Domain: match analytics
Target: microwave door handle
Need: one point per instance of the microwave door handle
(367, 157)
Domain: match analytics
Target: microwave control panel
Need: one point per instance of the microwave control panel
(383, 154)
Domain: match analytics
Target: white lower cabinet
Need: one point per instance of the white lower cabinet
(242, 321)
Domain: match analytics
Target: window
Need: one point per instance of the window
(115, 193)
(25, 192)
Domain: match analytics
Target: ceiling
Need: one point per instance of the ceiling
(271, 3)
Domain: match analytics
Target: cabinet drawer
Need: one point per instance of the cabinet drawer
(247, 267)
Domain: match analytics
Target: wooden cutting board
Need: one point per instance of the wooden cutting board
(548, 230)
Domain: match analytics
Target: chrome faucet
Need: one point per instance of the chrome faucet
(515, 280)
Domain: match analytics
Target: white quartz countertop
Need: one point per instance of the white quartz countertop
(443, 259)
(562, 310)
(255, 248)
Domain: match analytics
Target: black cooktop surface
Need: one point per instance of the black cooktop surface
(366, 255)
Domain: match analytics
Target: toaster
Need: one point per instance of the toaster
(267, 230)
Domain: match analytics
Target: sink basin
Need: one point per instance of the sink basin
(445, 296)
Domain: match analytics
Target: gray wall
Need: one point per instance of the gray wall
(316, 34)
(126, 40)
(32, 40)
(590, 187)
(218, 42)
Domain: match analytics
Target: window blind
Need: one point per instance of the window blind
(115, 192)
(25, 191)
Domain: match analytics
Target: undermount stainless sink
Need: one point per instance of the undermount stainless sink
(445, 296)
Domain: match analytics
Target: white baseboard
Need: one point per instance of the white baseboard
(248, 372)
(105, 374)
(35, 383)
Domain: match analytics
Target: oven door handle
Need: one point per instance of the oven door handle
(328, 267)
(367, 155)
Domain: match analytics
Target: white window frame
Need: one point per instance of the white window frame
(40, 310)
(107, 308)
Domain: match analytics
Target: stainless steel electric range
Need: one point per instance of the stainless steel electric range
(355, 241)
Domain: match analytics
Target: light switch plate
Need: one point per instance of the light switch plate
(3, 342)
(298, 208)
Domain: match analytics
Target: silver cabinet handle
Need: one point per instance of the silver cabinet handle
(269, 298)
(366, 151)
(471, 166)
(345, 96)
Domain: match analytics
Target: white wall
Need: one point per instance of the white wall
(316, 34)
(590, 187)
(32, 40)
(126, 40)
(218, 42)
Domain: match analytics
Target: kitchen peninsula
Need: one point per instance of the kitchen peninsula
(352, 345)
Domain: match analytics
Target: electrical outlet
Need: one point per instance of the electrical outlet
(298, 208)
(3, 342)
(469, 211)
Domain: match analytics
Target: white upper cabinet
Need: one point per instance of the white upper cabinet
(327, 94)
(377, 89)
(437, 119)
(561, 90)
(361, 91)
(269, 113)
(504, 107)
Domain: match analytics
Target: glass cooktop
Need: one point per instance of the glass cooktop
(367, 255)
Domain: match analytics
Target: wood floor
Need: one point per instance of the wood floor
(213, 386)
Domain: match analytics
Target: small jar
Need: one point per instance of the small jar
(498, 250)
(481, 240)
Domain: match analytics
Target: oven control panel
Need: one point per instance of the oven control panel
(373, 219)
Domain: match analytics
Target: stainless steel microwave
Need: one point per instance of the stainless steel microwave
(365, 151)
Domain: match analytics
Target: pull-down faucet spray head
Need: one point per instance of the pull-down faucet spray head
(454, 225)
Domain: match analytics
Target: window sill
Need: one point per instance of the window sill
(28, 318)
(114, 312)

→ **TO DO**: Please count how many lines in the data above contain the string "drawer", treating uppercase and lowercase as different. Reply with the number alone.

→ **COMPLETED TASK**: 2